### PROBLEM
Starting at the line that contains "the shirt collar." and ending at the close of the listing, write those lines out again, substituting "place a marker" for every "put a dot" and leaving everything else the same.

--- BEGIN INPUT ROWS ---

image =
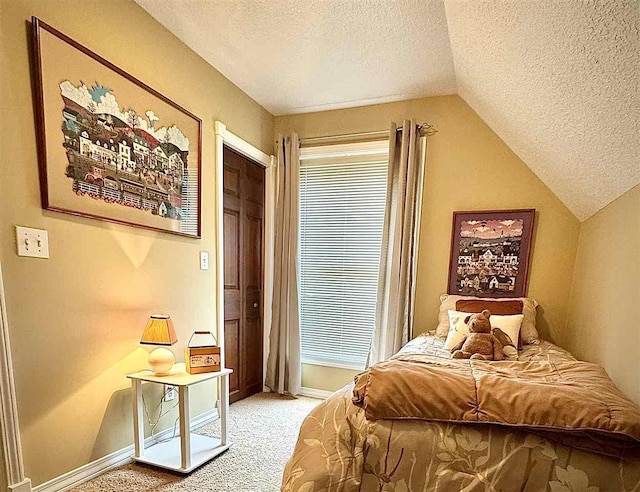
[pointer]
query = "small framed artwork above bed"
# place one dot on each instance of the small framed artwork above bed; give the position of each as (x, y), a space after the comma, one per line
(490, 253)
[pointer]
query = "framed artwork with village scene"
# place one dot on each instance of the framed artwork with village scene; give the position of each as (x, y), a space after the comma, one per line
(490, 253)
(109, 146)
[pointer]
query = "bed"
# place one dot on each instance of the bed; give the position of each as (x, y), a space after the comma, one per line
(383, 438)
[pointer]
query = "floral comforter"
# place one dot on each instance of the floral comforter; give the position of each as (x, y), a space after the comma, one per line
(340, 450)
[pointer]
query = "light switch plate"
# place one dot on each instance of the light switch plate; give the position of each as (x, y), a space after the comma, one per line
(32, 242)
(204, 260)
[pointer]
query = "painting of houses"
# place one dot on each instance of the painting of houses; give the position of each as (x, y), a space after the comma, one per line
(118, 156)
(110, 147)
(490, 253)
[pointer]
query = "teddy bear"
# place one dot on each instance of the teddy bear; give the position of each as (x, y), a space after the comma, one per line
(480, 343)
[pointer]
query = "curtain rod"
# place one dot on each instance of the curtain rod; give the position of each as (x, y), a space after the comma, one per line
(425, 130)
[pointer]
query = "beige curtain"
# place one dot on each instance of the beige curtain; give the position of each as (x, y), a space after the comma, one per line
(283, 365)
(398, 259)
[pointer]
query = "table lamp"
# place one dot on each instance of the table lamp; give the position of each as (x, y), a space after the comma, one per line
(159, 331)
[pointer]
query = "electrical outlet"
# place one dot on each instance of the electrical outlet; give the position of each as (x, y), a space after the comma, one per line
(204, 260)
(169, 393)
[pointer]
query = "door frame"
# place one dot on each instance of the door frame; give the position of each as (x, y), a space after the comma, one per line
(11, 453)
(233, 141)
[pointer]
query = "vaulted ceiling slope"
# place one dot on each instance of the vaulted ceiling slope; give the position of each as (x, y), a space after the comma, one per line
(556, 80)
(298, 56)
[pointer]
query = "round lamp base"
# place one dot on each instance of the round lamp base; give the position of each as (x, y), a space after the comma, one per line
(161, 361)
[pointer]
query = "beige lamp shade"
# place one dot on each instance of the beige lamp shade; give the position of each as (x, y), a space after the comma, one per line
(159, 331)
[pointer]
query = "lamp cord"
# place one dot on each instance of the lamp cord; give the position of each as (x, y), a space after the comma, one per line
(161, 414)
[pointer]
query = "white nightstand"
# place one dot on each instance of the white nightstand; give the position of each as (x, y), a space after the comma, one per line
(187, 451)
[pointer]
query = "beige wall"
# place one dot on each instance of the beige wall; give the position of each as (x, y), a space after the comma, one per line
(468, 168)
(76, 319)
(604, 314)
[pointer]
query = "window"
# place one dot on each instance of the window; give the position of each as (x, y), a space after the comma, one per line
(342, 205)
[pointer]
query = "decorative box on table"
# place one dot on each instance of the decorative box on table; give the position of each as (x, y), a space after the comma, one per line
(202, 353)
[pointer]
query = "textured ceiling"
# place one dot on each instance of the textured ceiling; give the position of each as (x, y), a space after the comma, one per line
(300, 55)
(557, 80)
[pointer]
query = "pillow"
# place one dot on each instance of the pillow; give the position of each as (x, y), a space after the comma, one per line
(458, 329)
(528, 332)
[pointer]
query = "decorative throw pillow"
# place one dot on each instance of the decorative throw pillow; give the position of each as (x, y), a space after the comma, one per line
(458, 329)
(528, 332)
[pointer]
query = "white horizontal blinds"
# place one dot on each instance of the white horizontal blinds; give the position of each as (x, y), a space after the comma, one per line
(342, 202)
(189, 222)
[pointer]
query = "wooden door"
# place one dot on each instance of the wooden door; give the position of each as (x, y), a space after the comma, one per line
(243, 273)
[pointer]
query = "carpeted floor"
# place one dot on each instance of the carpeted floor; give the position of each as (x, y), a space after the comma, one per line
(263, 429)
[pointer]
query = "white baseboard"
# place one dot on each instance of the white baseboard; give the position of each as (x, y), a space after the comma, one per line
(24, 486)
(315, 393)
(117, 458)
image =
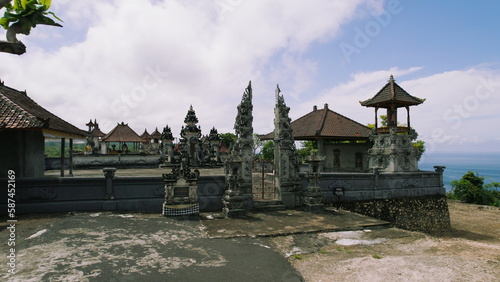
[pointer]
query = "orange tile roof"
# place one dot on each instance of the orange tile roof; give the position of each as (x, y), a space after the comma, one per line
(326, 124)
(18, 111)
(122, 133)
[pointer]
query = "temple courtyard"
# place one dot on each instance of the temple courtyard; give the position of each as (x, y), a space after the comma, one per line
(274, 246)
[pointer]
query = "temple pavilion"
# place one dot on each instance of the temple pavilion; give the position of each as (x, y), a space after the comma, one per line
(392, 149)
(343, 141)
(117, 140)
(24, 126)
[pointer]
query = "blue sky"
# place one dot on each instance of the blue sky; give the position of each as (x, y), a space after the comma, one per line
(146, 62)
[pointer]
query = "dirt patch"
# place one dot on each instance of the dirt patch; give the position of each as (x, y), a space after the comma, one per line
(470, 251)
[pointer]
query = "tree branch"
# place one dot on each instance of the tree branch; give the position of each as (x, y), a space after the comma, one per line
(4, 3)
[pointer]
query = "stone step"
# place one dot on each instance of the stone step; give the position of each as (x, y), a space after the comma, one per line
(279, 207)
(268, 205)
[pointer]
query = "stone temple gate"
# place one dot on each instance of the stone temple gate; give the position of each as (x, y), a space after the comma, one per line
(238, 197)
(390, 151)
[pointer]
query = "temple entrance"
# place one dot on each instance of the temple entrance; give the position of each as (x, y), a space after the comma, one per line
(263, 181)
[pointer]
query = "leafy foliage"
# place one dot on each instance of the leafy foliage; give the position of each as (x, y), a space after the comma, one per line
(228, 139)
(26, 14)
(471, 189)
(268, 151)
(307, 147)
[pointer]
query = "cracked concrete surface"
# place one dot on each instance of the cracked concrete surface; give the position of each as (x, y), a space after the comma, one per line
(112, 247)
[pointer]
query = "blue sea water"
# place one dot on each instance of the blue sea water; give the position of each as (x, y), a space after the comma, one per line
(486, 165)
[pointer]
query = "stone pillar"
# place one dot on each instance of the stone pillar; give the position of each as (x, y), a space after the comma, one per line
(109, 196)
(440, 169)
(286, 175)
(238, 195)
(321, 152)
(393, 152)
(313, 197)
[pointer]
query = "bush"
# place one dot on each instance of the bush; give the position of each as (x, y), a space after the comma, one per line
(471, 189)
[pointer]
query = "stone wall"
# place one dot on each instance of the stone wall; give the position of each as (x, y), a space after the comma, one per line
(427, 214)
(22, 151)
(343, 157)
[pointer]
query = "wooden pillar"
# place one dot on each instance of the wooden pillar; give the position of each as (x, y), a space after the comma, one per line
(62, 156)
(71, 157)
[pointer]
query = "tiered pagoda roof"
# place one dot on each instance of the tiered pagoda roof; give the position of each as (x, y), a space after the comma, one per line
(392, 94)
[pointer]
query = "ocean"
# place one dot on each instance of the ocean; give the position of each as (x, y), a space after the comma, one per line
(486, 165)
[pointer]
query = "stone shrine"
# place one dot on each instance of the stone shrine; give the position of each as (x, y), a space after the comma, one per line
(392, 149)
(167, 145)
(190, 138)
(181, 191)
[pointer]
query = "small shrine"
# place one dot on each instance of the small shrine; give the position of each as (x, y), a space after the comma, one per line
(212, 148)
(190, 138)
(392, 149)
(94, 138)
(167, 145)
(181, 191)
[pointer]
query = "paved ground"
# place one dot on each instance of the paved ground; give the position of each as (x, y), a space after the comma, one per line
(110, 246)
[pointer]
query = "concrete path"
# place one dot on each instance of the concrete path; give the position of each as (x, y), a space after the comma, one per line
(137, 247)
(106, 246)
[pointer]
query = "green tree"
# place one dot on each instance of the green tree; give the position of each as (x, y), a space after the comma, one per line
(228, 139)
(20, 17)
(307, 147)
(471, 189)
(268, 151)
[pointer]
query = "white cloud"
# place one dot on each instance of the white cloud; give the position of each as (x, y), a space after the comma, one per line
(208, 53)
(461, 106)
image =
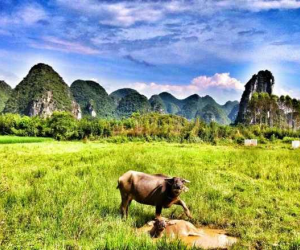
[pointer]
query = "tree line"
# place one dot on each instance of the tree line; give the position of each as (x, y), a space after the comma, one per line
(282, 112)
(147, 127)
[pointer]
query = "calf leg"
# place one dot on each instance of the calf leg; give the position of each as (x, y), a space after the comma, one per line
(184, 206)
(158, 212)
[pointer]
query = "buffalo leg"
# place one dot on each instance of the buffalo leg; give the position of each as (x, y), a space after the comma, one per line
(124, 205)
(184, 206)
(158, 211)
(129, 202)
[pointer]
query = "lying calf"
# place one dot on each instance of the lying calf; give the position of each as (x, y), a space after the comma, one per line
(189, 234)
(157, 190)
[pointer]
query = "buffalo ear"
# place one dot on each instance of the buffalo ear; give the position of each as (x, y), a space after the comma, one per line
(170, 181)
(186, 181)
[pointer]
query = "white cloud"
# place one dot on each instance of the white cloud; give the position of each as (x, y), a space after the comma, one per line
(52, 43)
(221, 86)
(127, 13)
(25, 15)
(221, 81)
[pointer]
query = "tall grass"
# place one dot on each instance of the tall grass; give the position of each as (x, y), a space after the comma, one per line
(63, 195)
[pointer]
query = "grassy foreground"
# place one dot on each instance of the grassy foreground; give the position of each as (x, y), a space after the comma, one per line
(8, 139)
(58, 195)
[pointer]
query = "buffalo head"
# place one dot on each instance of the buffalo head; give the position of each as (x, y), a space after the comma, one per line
(177, 184)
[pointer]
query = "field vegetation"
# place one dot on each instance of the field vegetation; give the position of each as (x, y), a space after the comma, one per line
(62, 195)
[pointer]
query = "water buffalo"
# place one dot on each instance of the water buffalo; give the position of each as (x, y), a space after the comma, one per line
(156, 190)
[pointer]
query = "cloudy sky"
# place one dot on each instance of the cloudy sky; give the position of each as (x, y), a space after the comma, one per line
(181, 46)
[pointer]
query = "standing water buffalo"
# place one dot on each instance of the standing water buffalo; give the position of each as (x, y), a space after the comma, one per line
(157, 190)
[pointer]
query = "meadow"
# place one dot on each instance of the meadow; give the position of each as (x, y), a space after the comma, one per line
(10, 139)
(62, 195)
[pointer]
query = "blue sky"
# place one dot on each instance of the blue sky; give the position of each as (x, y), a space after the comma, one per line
(184, 47)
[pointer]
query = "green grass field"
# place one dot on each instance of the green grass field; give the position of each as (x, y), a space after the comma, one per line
(7, 139)
(57, 195)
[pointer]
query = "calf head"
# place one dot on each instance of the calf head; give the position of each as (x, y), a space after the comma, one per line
(177, 185)
(158, 227)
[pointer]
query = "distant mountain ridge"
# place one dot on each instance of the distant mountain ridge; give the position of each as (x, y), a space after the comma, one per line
(43, 91)
(40, 93)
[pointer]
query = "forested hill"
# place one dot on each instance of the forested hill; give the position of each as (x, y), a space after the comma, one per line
(44, 91)
(5, 92)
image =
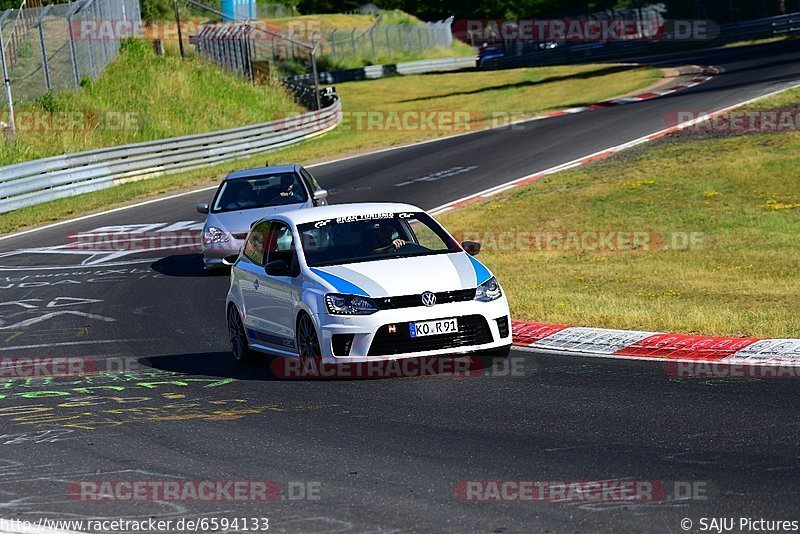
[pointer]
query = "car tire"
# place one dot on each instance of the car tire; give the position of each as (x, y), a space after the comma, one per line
(238, 337)
(308, 347)
(495, 358)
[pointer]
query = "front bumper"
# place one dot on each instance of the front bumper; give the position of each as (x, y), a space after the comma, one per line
(371, 339)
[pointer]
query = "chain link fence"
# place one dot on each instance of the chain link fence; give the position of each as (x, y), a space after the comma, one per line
(55, 47)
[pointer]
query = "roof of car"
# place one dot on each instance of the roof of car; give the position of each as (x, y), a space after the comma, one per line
(262, 171)
(307, 215)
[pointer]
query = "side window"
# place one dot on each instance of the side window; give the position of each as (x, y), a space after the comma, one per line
(256, 241)
(310, 180)
(281, 244)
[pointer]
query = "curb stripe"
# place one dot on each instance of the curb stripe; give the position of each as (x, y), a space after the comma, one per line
(637, 345)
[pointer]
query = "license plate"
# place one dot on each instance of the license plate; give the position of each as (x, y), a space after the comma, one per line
(434, 328)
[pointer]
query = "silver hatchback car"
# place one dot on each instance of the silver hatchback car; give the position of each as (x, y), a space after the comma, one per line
(244, 197)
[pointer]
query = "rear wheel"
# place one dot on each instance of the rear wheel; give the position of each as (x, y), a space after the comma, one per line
(238, 337)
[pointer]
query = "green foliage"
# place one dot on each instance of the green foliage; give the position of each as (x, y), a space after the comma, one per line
(48, 102)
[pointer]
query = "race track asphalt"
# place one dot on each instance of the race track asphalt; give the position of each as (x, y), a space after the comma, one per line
(377, 455)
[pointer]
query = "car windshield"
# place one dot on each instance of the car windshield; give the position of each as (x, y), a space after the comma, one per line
(372, 237)
(259, 191)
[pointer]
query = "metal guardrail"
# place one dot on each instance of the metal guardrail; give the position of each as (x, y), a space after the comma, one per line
(582, 52)
(43, 180)
(379, 71)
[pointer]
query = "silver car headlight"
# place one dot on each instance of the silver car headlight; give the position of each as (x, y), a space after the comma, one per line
(489, 291)
(215, 235)
(349, 304)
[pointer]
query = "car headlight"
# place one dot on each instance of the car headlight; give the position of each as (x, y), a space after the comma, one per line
(349, 304)
(489, 291)
(215, 235)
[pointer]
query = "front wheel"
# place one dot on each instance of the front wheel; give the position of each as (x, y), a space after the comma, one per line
(238, 338)
(495, 358)
(308, 348)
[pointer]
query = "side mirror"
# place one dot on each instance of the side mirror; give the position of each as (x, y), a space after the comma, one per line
(277, 268)
(472, 248)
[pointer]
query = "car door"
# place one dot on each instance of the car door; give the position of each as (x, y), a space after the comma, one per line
(250, 274)
(277, 295)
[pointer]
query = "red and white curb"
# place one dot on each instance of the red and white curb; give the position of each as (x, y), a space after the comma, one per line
(631, 344)
(705, 74)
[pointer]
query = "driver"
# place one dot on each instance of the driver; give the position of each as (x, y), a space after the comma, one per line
(287, 187)
(382, 241)
(242, 197)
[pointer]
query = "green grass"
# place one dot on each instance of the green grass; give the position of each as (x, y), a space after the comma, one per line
(527, 91)
(165, 97)
(740, 195)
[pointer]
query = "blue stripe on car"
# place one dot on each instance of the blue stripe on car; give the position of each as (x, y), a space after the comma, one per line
(341, 285)
(481, 273)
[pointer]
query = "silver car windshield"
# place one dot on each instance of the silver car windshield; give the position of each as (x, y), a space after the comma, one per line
(373, 237)
(259, 192)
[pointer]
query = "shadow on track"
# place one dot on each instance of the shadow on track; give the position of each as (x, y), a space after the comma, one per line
(216, 364)
(185, 265)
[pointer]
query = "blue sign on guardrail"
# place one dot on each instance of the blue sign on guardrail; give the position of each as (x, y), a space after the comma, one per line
(233, 10)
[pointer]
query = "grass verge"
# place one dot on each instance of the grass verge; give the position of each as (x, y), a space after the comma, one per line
(142, 97)
(718, 217)
(527, 91)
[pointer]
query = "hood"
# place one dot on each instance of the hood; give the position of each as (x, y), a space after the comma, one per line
(240, 221)
(406, 276)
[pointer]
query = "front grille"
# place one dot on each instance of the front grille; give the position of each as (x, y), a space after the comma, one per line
(411, 301)
(502, 326)
(473, 330)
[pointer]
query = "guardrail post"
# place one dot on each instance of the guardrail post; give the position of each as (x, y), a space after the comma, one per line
(6, 80)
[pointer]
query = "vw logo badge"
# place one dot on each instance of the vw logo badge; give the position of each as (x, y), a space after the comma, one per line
(428, 299)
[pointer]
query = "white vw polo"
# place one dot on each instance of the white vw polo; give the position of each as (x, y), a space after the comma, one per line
(362, 282)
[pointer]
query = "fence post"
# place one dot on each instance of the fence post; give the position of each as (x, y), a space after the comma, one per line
(6, 80)
(316, 75)
(45, 66)
(72, 52)
(372, 40)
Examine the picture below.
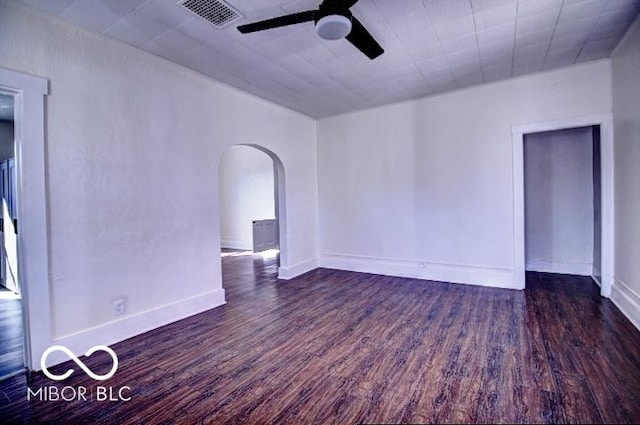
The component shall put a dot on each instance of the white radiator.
(265, 235)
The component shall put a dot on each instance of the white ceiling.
(6, 107)
(431, 46)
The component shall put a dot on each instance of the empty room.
(319, 211)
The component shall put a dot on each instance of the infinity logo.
(43, 361)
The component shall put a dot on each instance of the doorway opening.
(12, 354)
(563, 202)
(596, 257)
(252, 220)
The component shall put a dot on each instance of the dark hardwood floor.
(341, 347)
(11, 339)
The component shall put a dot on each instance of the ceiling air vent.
(218, 12)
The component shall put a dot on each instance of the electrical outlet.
(119, 306)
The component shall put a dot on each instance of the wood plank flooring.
(342, 347)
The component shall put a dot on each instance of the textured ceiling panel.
(431, 46)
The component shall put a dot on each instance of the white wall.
(559, 202)
(6, 140)
(424, 188)
(246, 194)
(133, 148)
(626, 115)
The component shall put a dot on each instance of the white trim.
(289, 272)
(579, 269)
(454, 273)
(627, 301)
(605, 121)
(33, 265)
(136, 324)
(232, 243)
(596, 275)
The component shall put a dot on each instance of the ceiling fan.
(333, 21)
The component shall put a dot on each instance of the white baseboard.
(579, 269)
(290, 272)
(135, 324)
(596, 275)
(471, 275)
(231, 243)
(627, 301)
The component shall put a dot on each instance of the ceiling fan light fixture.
(333, 27)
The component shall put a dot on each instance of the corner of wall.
(627, 301)
(289, 272)
(136, 324)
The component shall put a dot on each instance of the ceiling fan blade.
(360, 37)
(280, 21)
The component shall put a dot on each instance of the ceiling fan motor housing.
(333, 23)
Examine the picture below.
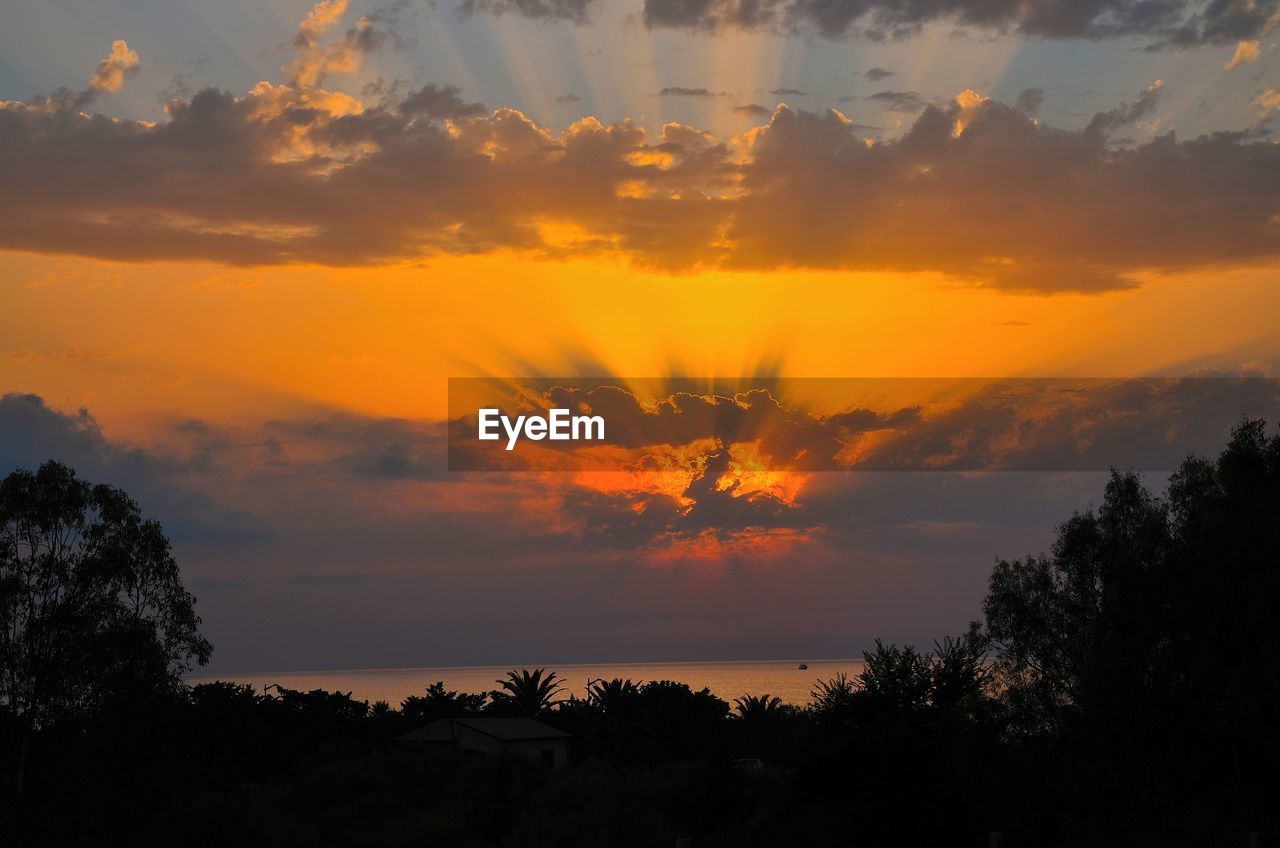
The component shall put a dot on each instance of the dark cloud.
(373, 564)
(681, 91)
(905, 101)
(35, 433)
(439, 101)
(1105, 123)
(575, 10)
(973, 188)
(1031, 424)
(1161, 23)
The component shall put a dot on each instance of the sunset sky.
(245, 245)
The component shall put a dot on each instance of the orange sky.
(136, 342)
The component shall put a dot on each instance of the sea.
(730, 680)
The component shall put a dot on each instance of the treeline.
(1121, 688)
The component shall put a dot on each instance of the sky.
(243, 247)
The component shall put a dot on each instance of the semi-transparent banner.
(816, 424)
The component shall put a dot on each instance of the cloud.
(1267, 100)
(439, 101)
(1168, 23)
(574, 10)
(1246, 51)
(314, 59)
(1029, 100)
(973, 188)
(33, 433)
(374, 550)
(908, 101)
(1105, 123)
(681, 91)
(113, 71)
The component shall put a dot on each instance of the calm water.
(726, 679)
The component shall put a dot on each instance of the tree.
(613, 697)
(529, 693)
(1082, 625)
(831, 701)
(762, 709)
(92, 609)
(1155, 619)
(440, 703)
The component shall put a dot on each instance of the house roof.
(503, 729)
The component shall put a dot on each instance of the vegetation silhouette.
(1121, 688)
(526, 693)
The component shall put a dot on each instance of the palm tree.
(612, 696)
(763, 707)
(530, 693)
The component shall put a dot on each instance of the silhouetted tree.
(1147, 641)
(758, 707)
(613, 697)
(92, 609)
(831, 701)
(440, 703)
(529, 693)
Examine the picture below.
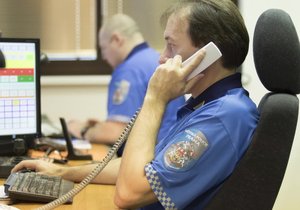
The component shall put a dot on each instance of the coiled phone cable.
(96, 170)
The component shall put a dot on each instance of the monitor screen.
(20, 89)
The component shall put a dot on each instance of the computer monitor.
(20, 111)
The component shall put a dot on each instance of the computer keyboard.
(34, 187)
(8, 162)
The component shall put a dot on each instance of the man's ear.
(118, 38)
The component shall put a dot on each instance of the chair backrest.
(256, 181)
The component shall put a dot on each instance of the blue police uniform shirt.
(203, 147)
(128, 86)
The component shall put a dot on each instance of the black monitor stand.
(72, 154)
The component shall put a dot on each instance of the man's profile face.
(177, 39)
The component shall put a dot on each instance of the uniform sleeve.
(195, 159)
(126, 95)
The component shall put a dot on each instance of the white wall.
(251, 9)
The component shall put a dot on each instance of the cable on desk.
(96, 170)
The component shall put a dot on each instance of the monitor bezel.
(28, 138)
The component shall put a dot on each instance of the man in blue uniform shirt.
(124, 48)
(213, 129)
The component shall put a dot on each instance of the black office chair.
(256, 181)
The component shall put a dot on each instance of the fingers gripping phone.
(212, 54)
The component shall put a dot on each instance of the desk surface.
(92, 197)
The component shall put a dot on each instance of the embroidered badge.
(121, 92)
(187, 149)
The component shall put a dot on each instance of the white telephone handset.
(212, 54)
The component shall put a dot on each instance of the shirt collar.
(137, 48)
(213, 92)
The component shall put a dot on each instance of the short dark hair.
(218, 21)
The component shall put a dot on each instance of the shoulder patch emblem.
(121, 92)
(187, 149)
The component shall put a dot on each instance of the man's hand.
(170, 79)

--- END INPUT ROWS ---

### RESULT OF THIS EXERCISE
The component shall place a marker on each instance of the shirt collar.
(137, 48)
(213, 92)
The component shall place a marker on each instance of the short dark hair.
(218, 21)
The component shall place a marker on each instance of the shoulder patch emblem.
(121, 92)
(187, 149)
The component shall place a marker on each instance of the man's hand.
(170, 79)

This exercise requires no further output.